In the entries below, find every line with the string "green" and copy it.

[Extracted data Boundary: Start]

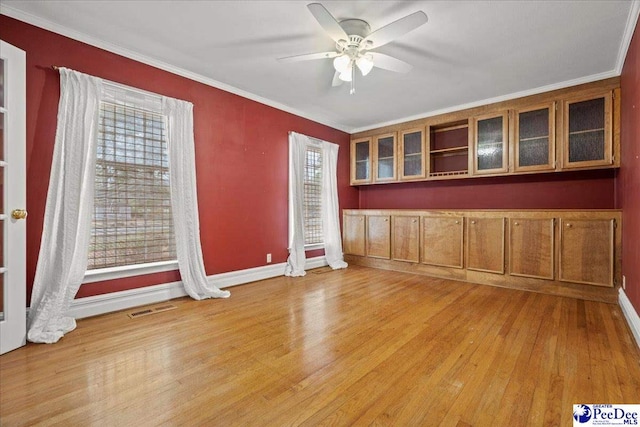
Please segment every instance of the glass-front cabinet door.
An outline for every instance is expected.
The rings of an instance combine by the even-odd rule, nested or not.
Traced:
[[[607,92],[564,102],[564,168],[613,163],[612,98]]]
[[[508,113],[474,117],[474,174],[507,172]]]
[[[371,138],[351,141],[351,185],[371,182]]]
[[[389,133],[374,138],[373,158],[375,182],[395,181],[396,175],[396,134]]]
[[[514,170],[555,169],[555,103],[514,112]]]
[[[426,176],[424,129],[400,132],[400,179],[418,179]]]

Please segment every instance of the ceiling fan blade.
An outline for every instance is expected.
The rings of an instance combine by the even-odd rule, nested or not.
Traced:
[[[333,81],[331,82],[331,86],[336,87],[342,84],[342,80],[340,80],[340,72],[336,71],[333,75]]]
[[[396,73],[408,73],[413,66],[404,61],[385,55],[384,53],[369,52],[373,58],[373,66],[382,68],[383,70],[395,71]]]
[[[329,37],[331,37],[336,43],[338,40],[349,40],[349,36],[345,33],[338,21],[336,21],[336,18],[334,18],[323,5],[320,3],[311,3],[307,5],[307,7],[318,23],[327,32]]]
[[[288,63],[288,62],[298,62],[298,61],[310,61],[312,59],[325,59],[325,58],[335,58],[340,55],[338,52],[318,52],[318,53],[307,53],[304,55],[295,55],[295,56],[287,56],[284,58],[278,58],[278,61]]]
[[[360,46],[366,46],[366,49],[375,49],[382,45],[385,45],[400,36],[415,30],[421,25],[427,23],[429,18],[423,11],[414,12],[411,15],[407,15],[404,18],[400,18],[397,21],[393,21],[391,24],[385,25],[382,28],[377,29],[373,33],[369,34],[360,43]],[[369,46],[367,43],[371,42]]]

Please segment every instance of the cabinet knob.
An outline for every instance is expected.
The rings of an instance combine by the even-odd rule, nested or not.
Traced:
[[[389,221],[389,218],[385,218],[385,219],[384,219],[384,222],[387,222],[387,221]]]
[[[475,221],[471,221],[471,224],[475,224],[475,223],[476,223]]]
[[[456,224],[460,224],[460,221],[457,221],[457,220],[456,220]]]
[[[573,227],[573,225],[571,225],[570,223],[567,223],[567,227],[571,228]]]
[[[418,221],[417,219],[414,219],[414,220],[413,220],[413,221],[411,221],[411,222],[413,222],[413,223],[415,224],[417,221]]]
[[[518,223],[518,222],[514,222],[514,223],[513,223],[513,225],[520,225],[520,223]]]
[[[359,219],[360,221],[362,221],[362,220],[363,220],[363,218],[358,218],[358,219]]]

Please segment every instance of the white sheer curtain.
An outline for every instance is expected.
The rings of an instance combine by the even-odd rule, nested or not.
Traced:
[[[338,145],[327,141],[312,142],[296,132],[289,133],[289,258],[286,276],[304,276],[304,167],[309,146],[321,147],[322,195],[321,216],[325,258],[333,269],[346,268],[342,254],[338,213]]]
[[[342,237],[338,214],[338,149],[322,141],[322,240],[324,256],[334,270],[347,268],[342,255]]]
[[[182,283],[189,296],[196,300],[228,298],[229,291],[222,291],[209,283],[202,259],[196,193],[193,104],[163,97],[162,109],[167,117],[171,210]]]
[[[60,68],[60,103],[29,332],[54,343],[76,327],[65,316],[87,268],[102,80]]]
[[[289,132],[289,258],[285,276],[304,276],[304,164],[309,138]]]

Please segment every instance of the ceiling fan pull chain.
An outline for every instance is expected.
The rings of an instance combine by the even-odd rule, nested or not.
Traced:
[[[353,61],[355,62],[355,61]],[[356,64],[351,65],[351,90],[349,91],[349,95],[353,95],[356,93]]]

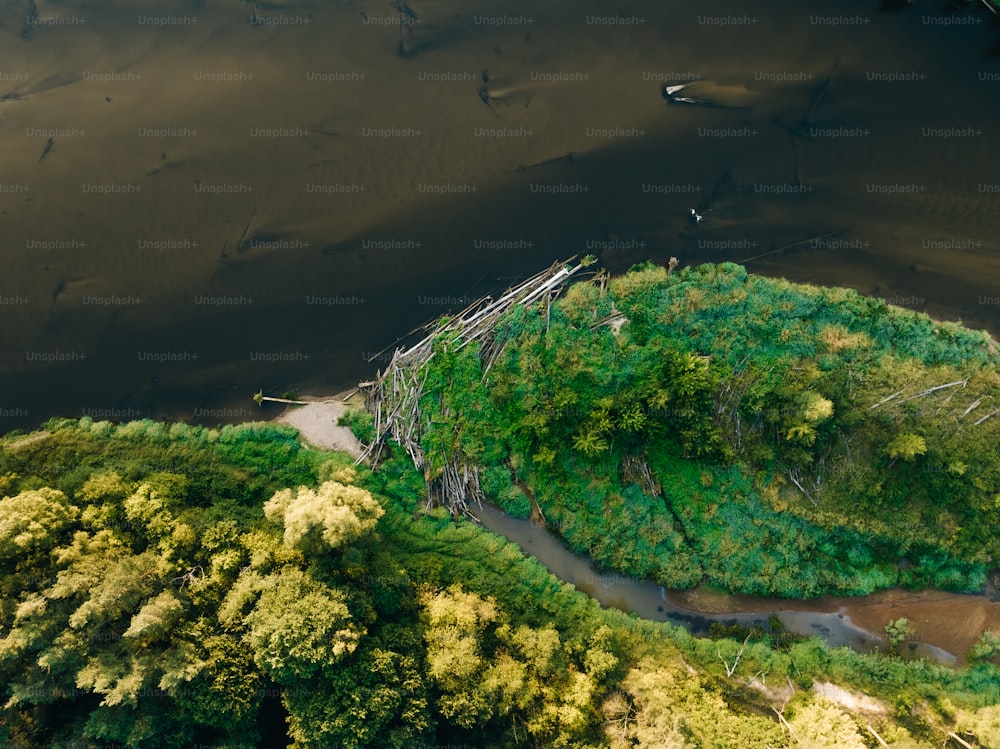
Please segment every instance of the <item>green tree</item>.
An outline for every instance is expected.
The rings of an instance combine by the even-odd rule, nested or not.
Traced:
[[[219,631],[207,619],[189,626],[203,650],[204,667],[177,691],[179,713],[195,724],[223,731],[232,740],[252,740],[268,680],[254,663],[249,644]]]
[[[740,715],[680,664],[644,659],[603,703],[605,733],[615,747],[696,749],[786,746],[781,728]]]
[[[0,563],[51,549],[79,514],[65,494],[48,487],[0,499]]]
[[[337,549],[371,532],[385,514],[360,487],[326,481],[318,489],[282,489],[264,504],[264,514],[285,526],[285,544],[313,553]]]
[[[980,746],[988,749],[1000,746],[1000,705],[958,711],[955,729],[975,736]]]
[[[796,707],[788,725],[798,746],[809,749],[866,749],[858,726],[851,717],[822,698]]]
[[[902,458],[910,462],[927,452],[927,441],[919,434],[899,434],[886,446],[885,452],[893,460]]]
[[[263,591],[243,617],[254,662],[279,684],[309,678],[354,652],[365,628],[343,592],[296,568],[262,580]]]
[[[970,661],[986,661],[1000,655],[1000,635],[991,630],[983,632],[976,644],[969,650]]]
[[[438,709],[463,728],[485,724],[494,705],[479,680],[486,668],[479,639],[498,617],[496,604],[458,586],[425,590],[420,603],[427,622],[427,673],[441,691]]]
[[[295,746],[423,749],[433,723],[415,629],[389,625],[336,670],[289,689]]]

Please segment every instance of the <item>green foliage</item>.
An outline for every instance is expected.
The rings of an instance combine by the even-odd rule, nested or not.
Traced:
[[[365,632],[352,621],[342,592],[300,570],[283,569],[264,578],[262,587],[242,623],[254,661],[279,684],[332,668]]]
[[[987,630],[969,650],[969,660],[989,660],[1000,655],[1000,635]]]
[[[975,590],[1000,557],[1000,420],[969,415],[1000,398],[985,334],[724,263],[576,284],[495,338],[488,373],[435,342],[429,475],[477,466],[602,565],[809,597]]]
[[[551,624],[514,627],[492,599],[451,586],[425,589],[420,600],[428,676],[450,722],[485,728],[521,714],[528,733],[551,746],[579,745],[593,730],[598,679],[617,664],[600,648],[609,633],[592,640],[579,664]]]
[[[507,466],[493,466],[480,474],[483,491],[489,500],[514,517],[531,515],[531,500],[511,478]]]
[[[282,489],[264,503],[264,515],[285,527],[285,544],[321,553],[356,541],[375,529],[384,514],[364,489],[326,481],[317,490]]]
[[[412,634],[387,628],[335,673],[287,692],[294,746],[424,749],[433,722]]]
[[[26,746],[59,746],[60,730],[95,746],[253,740],[272,680],[313,677],[364,636],[352,612],[368,616],[365,597],[321,583],[264,523],[273,474],[315,485],[329,461],[298,453],[287,431],[47,426],[0,451],[8,489],[22,489],[0,500],[0,726],[12,740],[30,733]],[[324,470],[357,478],[343,465]],[[46,480],[61,489],[24,488]],[[345,495],[357,522],[335,529],[330,513]],[[319,496],[327,514],[298,515],[316,520],[320,537],[339,530],[357,542],[381,514],[356,487],[331,482]],[[254,576],[261,586],[240,588]]]
[[[857,723],[825,700],[798,707],[788,721],[800,745],[816,749],[866,749]]]
[[[916,633],[917,631],[910,626],[906,617],[892,619],[885,625],[885,636],[889,638],[889,649],[891,652],[897,652],[899,646],[907,640],[912,639]]]
[[[900,434],[886,446],[885,452],[894,460],[902,458],[906,461],[912,461],[918,455],[927,453],[927,441],[919,434]]]
[[[283,439],[255,438],[272,436]],[[769,674],[768,684],[782,685],[788,674],[800,688],[837,680],[898,695],[898,705],[933,698],[955,706],[948,710],[956,726],[990,735],[984,708],[1000,701],[992,666],[948,671],[830,651],[774,626],[754,630],[741,651],[742,630],[716,628],[721,639],[703,641],[601,609],[504,539],[446,514],[415,519],[411,491],[422,477],[402,454],[377,474],[346,457],[317,456],[316,481],[275,490],[248,514],[193,488],[204,485],[199,470],[230,465],[205,468],[197,454],[213,444],[195,446],[189,471],[94,466],[74,478],[71,493],[36,487],[0,500],[10,552],[0,560],[5,741],[253,745],[263,741],[265,696],[279,695],[288,737],[303,749],[787,746],[768,717],[769,698],[725,678],[719,652],[730,661],[742,652],[736,680]],[[119,457],[128,463],[124,452]],[[752,488],[738,472],[696,472],[676,453],[650,465],[664,475],[674,466],[664,493],[687,493],[706,517],[713,492]],[[623,476],[638,470],[626,467]],[[501,494],[521,492],[509,467],[486,476]],[[620,565],[687,574],[690,521],[670,520],[664,497],[638,483],[619,491],[598,471],[590,476],[607,528],[620,519],[640,533],[624,544],[588,543]],[[577,494],[568,501],[593,500]],[[266,519],[265,504],[277,524]],[[669,507],[683,518],[684,505]],[[337,514],[343,508],[351,513]],[[751,514],[765,510],[756,505]],[[738,517],[715,512],[702,522]],[[308,522],[288,543],[283,534],[299,514]],[[327,532],[342,537],[331,544]],[[575,532],[587,537],[586,527]],[[643,566],[652,549],[659,550],[656,570]],[[828,552],[831,559],[842,553]],[[919,564],[938,574],[946,561]],[[701,575],[694,570],[692,580]],[[813,745],[850,746],[856,738],[842,710],[804,692],[786,714]],[[909,736],[890,717],[879,730]]]
[[[208,622],[195,623],[204,632],[204,668],[188,682],[187,688],[174,696],[177,709],[190,716],[196,725],[248,738],[255,733],[254,723],[261,698],[268,684],[254,664],[250,649],[238,638],[212,631]]]
[[[365,445],[374,441],[375,417],[360,408],[348,408],[337,421],[338,426],[349,427],[354,436]]]
[[[106,425],[102,427],[101,425]],[[0,476],[17,476],[6,493],[52,487],[75,498],[97,473],[116,472],[135,482],[154,473],[181,474],[194,505],[234,502],[259,506],[275,491],[313,485],[322,456],[302,450],[295,430],[271,424],[226,426],[137,421],[112,425],[89,419],[54,419],[39,438],[10,449],[0,440]]]
[[[955,727],[966,735],[974,736],[980,746],[990,749],[1000,746],[1000,705],[960,710],[956,717]]]
[[[612,746],[785,746],[773,720],[733,710],[718,692],[677,664],[646,660],[603,705]]]
[[[33,489],[0,499],[0,563],[47,551],[79,515],[60,491]]]

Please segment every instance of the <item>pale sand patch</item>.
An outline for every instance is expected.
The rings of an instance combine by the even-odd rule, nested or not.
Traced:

[Extracted data Boundary: End]

## Result of this exercise
Please segment every instance of the <item>green tree</item>.
Please segment every instance of the <item>green foliage</item>.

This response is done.